### WHAT IS NEEDED
In full and without deviation, write out the entries that follow.

### Rows from a pointing dataset
☆ ☆ ☆
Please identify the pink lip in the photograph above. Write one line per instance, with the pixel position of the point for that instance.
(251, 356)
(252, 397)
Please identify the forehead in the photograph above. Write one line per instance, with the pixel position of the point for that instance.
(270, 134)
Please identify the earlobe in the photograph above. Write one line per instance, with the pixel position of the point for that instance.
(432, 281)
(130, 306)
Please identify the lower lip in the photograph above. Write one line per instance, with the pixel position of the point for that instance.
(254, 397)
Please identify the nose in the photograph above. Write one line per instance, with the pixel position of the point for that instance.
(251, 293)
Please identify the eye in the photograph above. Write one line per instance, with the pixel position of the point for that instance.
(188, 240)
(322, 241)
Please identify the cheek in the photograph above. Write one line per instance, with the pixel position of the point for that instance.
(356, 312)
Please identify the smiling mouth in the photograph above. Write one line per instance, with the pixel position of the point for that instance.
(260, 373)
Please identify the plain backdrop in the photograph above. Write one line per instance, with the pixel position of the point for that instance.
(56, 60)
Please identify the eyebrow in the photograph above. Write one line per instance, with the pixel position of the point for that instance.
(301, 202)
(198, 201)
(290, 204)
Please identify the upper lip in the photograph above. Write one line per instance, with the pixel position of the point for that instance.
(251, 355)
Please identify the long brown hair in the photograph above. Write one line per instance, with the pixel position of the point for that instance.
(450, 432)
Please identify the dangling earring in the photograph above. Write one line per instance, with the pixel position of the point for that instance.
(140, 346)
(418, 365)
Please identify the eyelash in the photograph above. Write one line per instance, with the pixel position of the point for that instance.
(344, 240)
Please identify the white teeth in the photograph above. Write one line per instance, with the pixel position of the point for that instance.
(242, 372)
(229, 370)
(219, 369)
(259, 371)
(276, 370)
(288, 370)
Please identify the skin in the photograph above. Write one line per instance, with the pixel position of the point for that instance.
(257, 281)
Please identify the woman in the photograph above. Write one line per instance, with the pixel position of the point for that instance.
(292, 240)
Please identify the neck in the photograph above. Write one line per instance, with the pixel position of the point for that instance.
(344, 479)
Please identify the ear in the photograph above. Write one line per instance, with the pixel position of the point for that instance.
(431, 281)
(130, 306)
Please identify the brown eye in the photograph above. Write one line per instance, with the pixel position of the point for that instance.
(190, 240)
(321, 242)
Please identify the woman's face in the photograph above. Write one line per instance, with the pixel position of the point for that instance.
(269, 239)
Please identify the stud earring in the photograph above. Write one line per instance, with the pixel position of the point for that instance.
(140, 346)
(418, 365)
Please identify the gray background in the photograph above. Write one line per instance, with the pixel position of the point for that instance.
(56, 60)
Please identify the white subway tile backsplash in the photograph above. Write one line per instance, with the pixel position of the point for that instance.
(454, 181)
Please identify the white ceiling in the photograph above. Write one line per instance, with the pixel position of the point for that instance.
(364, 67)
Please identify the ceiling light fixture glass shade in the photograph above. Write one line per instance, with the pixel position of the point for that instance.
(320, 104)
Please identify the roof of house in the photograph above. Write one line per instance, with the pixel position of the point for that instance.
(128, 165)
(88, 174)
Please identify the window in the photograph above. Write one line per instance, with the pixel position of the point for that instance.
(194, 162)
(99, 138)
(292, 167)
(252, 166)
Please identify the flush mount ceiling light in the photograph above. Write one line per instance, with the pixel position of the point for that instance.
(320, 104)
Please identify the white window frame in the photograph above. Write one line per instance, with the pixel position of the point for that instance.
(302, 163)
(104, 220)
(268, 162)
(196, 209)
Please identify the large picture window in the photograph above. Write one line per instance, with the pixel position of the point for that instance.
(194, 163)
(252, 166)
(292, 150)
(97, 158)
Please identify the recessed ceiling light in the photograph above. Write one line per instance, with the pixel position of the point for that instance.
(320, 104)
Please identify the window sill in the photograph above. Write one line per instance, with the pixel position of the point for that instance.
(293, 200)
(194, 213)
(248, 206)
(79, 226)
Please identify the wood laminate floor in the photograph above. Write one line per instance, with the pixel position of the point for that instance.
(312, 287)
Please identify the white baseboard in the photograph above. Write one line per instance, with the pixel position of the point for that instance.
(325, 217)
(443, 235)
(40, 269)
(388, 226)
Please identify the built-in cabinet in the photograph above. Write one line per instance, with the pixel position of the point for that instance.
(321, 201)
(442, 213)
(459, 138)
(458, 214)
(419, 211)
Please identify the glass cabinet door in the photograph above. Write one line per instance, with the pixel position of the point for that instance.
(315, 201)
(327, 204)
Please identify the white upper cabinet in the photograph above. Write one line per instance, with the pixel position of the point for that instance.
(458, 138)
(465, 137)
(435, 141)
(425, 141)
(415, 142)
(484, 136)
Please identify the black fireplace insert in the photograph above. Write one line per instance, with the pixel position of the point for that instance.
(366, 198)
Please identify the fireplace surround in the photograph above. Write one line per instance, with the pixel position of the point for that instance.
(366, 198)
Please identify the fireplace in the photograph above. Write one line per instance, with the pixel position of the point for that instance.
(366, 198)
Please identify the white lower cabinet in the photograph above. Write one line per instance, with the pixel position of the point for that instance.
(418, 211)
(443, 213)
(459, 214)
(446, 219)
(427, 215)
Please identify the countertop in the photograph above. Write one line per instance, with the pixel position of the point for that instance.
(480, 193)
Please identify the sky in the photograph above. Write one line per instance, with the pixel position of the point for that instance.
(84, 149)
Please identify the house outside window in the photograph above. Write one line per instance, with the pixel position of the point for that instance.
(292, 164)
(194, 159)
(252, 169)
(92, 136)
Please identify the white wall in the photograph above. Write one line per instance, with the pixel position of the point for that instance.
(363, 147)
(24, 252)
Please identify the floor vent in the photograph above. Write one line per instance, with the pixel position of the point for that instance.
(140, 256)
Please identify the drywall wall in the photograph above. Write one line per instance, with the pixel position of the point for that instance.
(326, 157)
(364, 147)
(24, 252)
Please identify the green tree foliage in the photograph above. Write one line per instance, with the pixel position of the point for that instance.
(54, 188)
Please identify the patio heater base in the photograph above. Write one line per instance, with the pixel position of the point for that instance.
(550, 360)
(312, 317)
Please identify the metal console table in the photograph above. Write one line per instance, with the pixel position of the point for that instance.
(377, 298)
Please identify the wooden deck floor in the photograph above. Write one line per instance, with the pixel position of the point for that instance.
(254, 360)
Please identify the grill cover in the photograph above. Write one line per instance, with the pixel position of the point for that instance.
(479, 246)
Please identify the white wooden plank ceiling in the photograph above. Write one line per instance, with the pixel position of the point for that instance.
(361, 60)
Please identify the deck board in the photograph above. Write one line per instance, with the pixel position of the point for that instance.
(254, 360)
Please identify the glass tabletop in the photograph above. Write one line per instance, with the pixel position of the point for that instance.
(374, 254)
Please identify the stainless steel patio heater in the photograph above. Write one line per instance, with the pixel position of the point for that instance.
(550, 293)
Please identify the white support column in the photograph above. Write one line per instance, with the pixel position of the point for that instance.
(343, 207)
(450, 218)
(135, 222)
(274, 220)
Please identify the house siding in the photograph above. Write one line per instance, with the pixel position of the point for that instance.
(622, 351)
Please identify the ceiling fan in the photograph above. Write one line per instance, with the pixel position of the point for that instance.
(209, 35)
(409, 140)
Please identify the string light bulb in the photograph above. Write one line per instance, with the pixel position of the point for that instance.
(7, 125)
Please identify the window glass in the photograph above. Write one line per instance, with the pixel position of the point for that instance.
☆ ☆ ☆
### TASK RESULT
Please identify the pink lip in the photograph above. Write one line per instance, with the pixel position of the point for that instance.
(251, 356)
(252, 397)
Please identify the forehead in the photograph above. Write one line per instance, with the pixel position of the point for that instance.
(270, 134)
Please identify the earlobe in the photograph above. Write one line per instance, with the pixel position of the point for that instance.
(432, 281)
(130, 306)
Please identify the lower lip in the photograph above. Write one line per instance, with the pixel position of the point for that instance.
(254, 397)
Please identify the nose in the photograph above. Write one line per instance, with the pixel position of the point for that instance.
(251, 293)
Please identify the eye in the photograph above. Write one line per instance, with the pixel position of the point for that instance.
(188, 240)
(322, 241)
Please identify the cheek in the photograph above. Write one line per instance, with the pixel position of the point for that instance.
(356, 312)
Please identify the smiling mouth in the photograph above. Write one line per instance, with the pixel position of the point for that instance.
(260, 373)
Please identify the plain backdrop in the photograph above. Write one line per instance, with the pixel position of the point for that instance.
(56, 60)
Please identify the eyebrow in the photograph above. Write one line per instance, with the pixel position of the point for that instance.
(301, 202)
(198, 201)
(290, 204)
Please identify the upper lip in the photograph above. Write one line per instance, with the pixel position of the point for that instance.
(251, 355)
Please identify the long brown hair in the photograph above. Write one line per instance, with the pixel position of the point for that instance.
(450, 432)
Please identify the dangling earring in the photograph above. Write one line per instance, with the pixel position of the point for that instance.
(140, 346)
(418, 365)
Please identify the eyelash in the photograph above. Write one line per instance, with the pixel position of the point for that instance.
(344, 240)
Please identify the white teeth in the photograph above. Write one line per instance, with the pixel position of the point for that instance.
(242, 372)
(229, 370)
(219, 369)
(259, 371)
(276, 370)
(288, 370)
Please identify the skin in the photograph above. Write one line per instance, with the pixel position of the point for that instance.
(257, 281)
Please identify the woman in the photograph above. Write one line per instance, with the pixel position of the point for that instance.
(292, 240)
Please identify the neck in the photograph above. Write one line per instance, with the pixel position of the point for that instance.
(344, 479)
Please identify the ear in the photograph above. Write one line per instance, with the pixel position of the point for that instance.
(431, 281)
(130, 306)
Please identify the brown eye in the photograph above. Write one line per instance, with the pixel position of the point for that instance.
(190, 240)
(321, 242)
Please identify the woman's face in the photograph above. Write one line per instance, with the pixel position of the point for that instance.
(269, 239)
Please identify the stud earring in the photograph above. Write one line per instance, with the pixel position of the point for that instance.
(140, 346)
(418, 365)
Please identify the gray background in the photograph above. Write one line per instance, with the pixel position of the point for that instance.
(56, 60)
Please identify the white subway tile backsplash in the photograph above. Write one line per instance, with the pixel position of the point for that instance.
(454, 181)
Please identify the white ceiling in the photograph above. Write one line per instance, with the pixel position of the point for that instance.
(364, 67)
Please identify the ceiling light fixture glass shade in the photograph above. Write one line per instance, with the pixel position of the point for that instance.
(320, 104)
Please identify the roof of house in the photograph above. Write one line per instance, with the pixel position of the point for that instance.
(128, 165)
(88, 174)
Please identify the window in the photograph above. Write one line per instance, with the pixel position of the point for that instance.
(194, 162)
(99, 138)
(292, 167)
(252, 166)
Please identify the flush mount ceiling light in the photograph above. Write one line per instance, with the pixel position of the point for that instance.
(320, 104)
Please identify the white window frame in the photograph above. Write one line per instance, with the pixel position of the point for that instance.
(302, 163)
(104, 220)
(268, 162)
(196, 209)
Please identify the large picture window in the photograph above. Write one line per instance, with the pixel position of the point for that instance.
(194, 163)
(252, 166)
(292, 150)
(97, 158)
Please identify the recessed ceiling light in the photograph above. Write one line per instance, with the pixel position of the point for that instance.
(320, 104)
Please identify the window sill in the photograph above. Write one line per instance, with the pixel position of the point for that instance.
(293, 200)
(194, 213)
(248, 206)
(79, 226)
Please identify the wood laminate floor in the photograph above. Write one line per instance, with the pixel position of the point for that instance.
(312, 287)
Please identify the white baseboard in the photograph above. Write one line per instance, with the pixel position of the point for that instance.
(325, 217)
(443, 235)
(40, 269)
(388, 226)
Please identify the built-in cabinet in the photograph above. Write one line per instance, with the pixel position of the point for that instance.
(321, 201)
(442, 213)
(459, 138)
(458, 214)
(419, 211)
Please identify the glass cabinet door in the photograph above. Write one line per instance, with the pixel position of the point for that instance.
(315, 201)
(327, 204)
Please identify the white upper cabinet in the photograph above. Write one line per instance, with the pixel position of the point for that instance.
(458, 138)
(465, 137)
(435, 141)
(425, 141)
(415, 142)
(484, 136)
Please identify the black fireplace insert in the photograph above. Write one line per instance, with the pixel position of the point for that instance.
(366, 198)
Please identify the fireplace surround in the photograph above. Write one line per instance, with the pixel position of the point for that instance.
(366, 198)
Please identify the fireplace in the photograph above. Write one line per instance, with the pixel position of the point for that instance.
(366, 198)
Please identify the white lower cabinet in the photograph above. Write one line per instance, with the pixel position of the point for that instance.
(418, 211)
(443, 213)
(459, 214)
(446, 219)
(427, 215)
Please identify the countertop in the photograph above. Write one line per instance, with the pixel position of the point for that instance.
(480, 193)
Please identify the sky in the photograph above. Write one line per instance, with the pixel position of the point for that instance.
(84, 149)
Please identify the house outside window in the photograph above. Write one line per instance, with the pixel position of the point for that instance.
(292, 164)
(194, 159)
(252, 169)
(92, 136)
Please identify the white wall in the photograph above. Write one line per instance, with the pixel position of the point for that instance.
(363, 147)
(24, 252)
Please identify the floor vent in the photograph above. Write one line per instance, with the pixel position of the point for that instance.
(140, 256)
Please identify the drywall wall in the photograph above. Write one line per instance, with the pixel position of the point for that instance.
(326, 157)
(364, 147)
(24, 252)
Please identify the green tree foliage in the photograph above. Write one line per instance, with the pixel position of the point for that instance.
(54, 188)
Please identify the patio heater base in the photograph above. Write one line per instance, with the pixel position of the point for that instance.
(550, 360)
(312, 317)
Please identify the metal console table in the photograph above. Write one line per instance, with the pixel position of the point for that instance.
(377, 298)
Please identify the wooden deck floor in the photograph above. Write one line per instance, with the pixel position of the point for that instance.
(254, 360)
Please identify the grill cover in the photograph above. Write one line per instance, with the pixel position of the point for that instance.
(479, 246)
Please identify the white wooden plank ceiling in the photograph above. Write one line per instance, with the pixel position of the point for that instance.
(361, 60)
Please identify the deck board in the photograph above. Write one line per instance, with the pixel position of the point for that instance.
(254, 360)
Please identify the glass tabletop in the photograph above. Write one line per instance, with the pixel position of the point for that instance.
(374, 254)
Please identify the stainless steel patio heater in the photograph above. Write one line per instance, with the pixel position of the point for that instance.
(550, 293)
Please identify the white support column in the photograph above. Write one line per instance, with the pixel position of the point for that instance.
(343, 207)
(450, 218)
(135, 222)
(274, 220)
Please identify the house siding in the photograph above. Write one line per instance, with the pixel position of the point for that instance.
(622, 351)
Please identify the ceiling fan in the photograph above. Write one line per instance, with the pixel position of the point for that instance.
(209, 35)
(409, 140)
Please identify the string light bulb in the photograph above. Write one line per instance, with the pixel position of the point for that instance.
(7, 125)
Please identify the window glass in the photograph above. Write one line per instance, with the pixel position of the point for that instance.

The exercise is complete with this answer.